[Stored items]
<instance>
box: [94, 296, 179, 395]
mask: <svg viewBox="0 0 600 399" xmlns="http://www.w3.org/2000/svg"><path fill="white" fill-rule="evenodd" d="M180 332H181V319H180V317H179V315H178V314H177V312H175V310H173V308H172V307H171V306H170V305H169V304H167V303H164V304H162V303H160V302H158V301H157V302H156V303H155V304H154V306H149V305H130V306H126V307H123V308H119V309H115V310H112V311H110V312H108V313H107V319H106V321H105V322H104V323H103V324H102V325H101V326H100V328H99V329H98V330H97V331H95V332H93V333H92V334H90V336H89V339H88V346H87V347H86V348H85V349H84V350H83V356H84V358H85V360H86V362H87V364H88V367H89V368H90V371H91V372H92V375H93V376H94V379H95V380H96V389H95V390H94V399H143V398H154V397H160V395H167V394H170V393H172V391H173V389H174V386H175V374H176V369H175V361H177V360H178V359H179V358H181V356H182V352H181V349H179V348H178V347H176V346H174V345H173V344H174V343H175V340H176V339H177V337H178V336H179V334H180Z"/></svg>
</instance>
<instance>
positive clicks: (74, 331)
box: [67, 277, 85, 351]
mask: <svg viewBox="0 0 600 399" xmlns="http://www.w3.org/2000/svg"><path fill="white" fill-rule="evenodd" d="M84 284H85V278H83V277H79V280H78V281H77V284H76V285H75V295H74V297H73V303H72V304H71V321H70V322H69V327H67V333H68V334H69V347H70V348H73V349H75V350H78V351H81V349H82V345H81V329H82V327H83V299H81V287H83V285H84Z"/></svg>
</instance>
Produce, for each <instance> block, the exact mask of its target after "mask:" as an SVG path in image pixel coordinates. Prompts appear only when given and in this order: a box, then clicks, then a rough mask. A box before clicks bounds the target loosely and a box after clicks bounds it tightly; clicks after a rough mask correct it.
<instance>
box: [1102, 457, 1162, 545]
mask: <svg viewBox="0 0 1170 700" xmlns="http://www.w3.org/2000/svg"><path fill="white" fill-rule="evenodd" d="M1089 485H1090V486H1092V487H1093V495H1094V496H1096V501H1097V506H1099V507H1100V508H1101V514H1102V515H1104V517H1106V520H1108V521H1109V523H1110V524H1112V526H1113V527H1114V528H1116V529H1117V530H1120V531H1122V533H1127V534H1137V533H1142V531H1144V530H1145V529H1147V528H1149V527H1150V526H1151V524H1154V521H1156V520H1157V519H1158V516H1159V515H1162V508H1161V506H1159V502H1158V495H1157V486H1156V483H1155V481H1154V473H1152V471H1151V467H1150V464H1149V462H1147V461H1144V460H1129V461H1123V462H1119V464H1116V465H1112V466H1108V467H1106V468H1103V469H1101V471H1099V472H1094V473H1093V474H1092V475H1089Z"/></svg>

* _Task item_:
Copy out each line of the entries above that contains the string "clicks". Case counts.

* _Solution_:
positive clicks: (74, 331)
Produce, for each <instance> block, the exact mask of its target after "mask:" as an SVG path in image pixel coordinates. Prompts appear only when given and in this order: a box, then clicks, then a rough mask. A box before clicks bounds the target loosely and a box after clicks bounds it tightly; clicks after a rough mask correct it.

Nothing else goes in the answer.